Records contained in a dataset:
————

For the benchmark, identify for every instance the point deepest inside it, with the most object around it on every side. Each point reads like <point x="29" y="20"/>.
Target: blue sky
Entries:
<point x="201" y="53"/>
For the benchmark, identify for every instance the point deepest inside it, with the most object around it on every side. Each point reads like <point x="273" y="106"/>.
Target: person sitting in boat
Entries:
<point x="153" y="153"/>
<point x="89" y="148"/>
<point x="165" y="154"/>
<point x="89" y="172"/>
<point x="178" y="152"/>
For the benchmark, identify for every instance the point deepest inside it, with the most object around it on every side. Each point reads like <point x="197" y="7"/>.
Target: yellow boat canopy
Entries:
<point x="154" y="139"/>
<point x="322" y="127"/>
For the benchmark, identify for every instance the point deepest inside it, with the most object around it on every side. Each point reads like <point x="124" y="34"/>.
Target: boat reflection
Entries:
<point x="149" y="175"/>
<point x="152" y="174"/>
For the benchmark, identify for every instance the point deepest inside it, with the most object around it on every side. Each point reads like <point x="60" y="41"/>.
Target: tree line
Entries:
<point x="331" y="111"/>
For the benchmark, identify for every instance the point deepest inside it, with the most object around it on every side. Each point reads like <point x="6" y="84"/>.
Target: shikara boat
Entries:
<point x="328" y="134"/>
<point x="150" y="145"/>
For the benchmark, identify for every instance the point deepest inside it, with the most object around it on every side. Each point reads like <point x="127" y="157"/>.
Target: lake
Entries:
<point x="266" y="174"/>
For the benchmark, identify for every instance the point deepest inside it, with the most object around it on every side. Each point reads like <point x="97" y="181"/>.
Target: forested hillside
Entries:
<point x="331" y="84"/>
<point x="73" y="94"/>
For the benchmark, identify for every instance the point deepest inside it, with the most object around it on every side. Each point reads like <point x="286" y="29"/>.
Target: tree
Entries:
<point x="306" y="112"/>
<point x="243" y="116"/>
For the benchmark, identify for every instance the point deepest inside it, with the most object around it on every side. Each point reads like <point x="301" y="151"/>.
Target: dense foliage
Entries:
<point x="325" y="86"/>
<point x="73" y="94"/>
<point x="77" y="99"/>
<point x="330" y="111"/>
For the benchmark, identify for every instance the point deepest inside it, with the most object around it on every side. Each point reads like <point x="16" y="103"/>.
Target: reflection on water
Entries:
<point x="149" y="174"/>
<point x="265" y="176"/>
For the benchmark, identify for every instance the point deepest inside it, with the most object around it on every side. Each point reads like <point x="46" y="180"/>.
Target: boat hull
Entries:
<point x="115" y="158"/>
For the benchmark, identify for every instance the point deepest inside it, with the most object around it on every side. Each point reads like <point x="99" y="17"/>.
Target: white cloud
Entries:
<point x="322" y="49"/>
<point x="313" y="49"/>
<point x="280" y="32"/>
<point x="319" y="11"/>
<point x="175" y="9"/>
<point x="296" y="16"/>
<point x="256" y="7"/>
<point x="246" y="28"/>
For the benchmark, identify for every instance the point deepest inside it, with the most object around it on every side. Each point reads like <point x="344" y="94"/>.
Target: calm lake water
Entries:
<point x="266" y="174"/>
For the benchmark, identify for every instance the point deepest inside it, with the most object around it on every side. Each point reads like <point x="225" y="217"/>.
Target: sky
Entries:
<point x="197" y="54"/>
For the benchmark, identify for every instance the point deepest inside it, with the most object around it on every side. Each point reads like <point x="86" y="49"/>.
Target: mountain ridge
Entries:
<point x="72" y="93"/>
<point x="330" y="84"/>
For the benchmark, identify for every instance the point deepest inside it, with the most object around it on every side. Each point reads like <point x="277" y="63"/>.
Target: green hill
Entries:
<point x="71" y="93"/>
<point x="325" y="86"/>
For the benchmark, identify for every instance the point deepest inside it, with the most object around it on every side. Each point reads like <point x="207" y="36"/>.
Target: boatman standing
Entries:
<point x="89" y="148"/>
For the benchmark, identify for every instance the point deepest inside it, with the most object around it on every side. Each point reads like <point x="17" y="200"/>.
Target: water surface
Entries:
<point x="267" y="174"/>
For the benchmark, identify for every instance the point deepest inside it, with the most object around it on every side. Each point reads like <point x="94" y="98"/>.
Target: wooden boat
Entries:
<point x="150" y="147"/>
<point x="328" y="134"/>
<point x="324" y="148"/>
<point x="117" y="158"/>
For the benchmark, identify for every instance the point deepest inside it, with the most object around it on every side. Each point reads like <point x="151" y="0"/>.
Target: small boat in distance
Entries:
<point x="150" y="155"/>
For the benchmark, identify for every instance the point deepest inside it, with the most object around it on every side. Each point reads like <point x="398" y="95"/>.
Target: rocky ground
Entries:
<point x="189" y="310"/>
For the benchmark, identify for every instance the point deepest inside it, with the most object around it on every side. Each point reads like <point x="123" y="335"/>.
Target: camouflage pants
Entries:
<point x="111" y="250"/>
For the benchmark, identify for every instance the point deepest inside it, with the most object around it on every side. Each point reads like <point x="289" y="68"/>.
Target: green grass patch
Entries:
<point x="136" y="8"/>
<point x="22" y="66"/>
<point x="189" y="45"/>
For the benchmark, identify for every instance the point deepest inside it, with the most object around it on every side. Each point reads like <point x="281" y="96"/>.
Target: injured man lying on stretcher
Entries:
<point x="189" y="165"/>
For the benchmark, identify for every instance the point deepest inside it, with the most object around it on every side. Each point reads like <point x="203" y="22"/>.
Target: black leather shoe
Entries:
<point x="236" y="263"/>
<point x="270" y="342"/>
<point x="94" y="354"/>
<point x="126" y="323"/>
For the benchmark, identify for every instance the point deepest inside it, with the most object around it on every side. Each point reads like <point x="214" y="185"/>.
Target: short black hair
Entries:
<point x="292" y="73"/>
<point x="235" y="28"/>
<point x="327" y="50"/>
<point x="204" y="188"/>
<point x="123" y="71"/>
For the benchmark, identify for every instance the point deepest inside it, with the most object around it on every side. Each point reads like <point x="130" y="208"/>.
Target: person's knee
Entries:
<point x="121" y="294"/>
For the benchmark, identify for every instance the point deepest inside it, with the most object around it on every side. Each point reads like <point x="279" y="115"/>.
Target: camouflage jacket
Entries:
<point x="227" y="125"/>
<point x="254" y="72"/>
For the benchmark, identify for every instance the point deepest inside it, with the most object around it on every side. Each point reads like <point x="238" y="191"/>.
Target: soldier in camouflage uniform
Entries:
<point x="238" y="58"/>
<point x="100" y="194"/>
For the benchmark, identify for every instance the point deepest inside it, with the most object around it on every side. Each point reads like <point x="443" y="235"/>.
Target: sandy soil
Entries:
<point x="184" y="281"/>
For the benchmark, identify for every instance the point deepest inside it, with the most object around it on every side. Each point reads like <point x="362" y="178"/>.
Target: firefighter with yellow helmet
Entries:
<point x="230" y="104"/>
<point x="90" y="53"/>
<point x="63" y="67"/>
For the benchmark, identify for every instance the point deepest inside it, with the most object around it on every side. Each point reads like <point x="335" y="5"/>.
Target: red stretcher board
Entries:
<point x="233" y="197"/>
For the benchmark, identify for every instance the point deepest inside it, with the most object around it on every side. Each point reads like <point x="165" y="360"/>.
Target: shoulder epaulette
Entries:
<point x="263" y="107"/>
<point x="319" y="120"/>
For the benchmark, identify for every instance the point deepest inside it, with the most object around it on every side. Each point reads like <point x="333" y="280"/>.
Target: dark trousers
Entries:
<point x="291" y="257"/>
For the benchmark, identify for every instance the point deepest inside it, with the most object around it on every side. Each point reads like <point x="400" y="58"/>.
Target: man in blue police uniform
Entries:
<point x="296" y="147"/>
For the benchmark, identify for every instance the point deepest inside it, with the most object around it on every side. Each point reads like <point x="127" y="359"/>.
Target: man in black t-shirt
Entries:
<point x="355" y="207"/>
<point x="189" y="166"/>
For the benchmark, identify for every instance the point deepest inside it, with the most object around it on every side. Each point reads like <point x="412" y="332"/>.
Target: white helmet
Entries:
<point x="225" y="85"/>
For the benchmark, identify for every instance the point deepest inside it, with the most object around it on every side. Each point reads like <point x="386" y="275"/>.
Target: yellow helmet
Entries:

————

Which lines of the records contain the word "person"? Filter them out and copy each one, treating uppercase and lowercase as different.

Solved exercise
Target: person sitting in boat
Target: person's knee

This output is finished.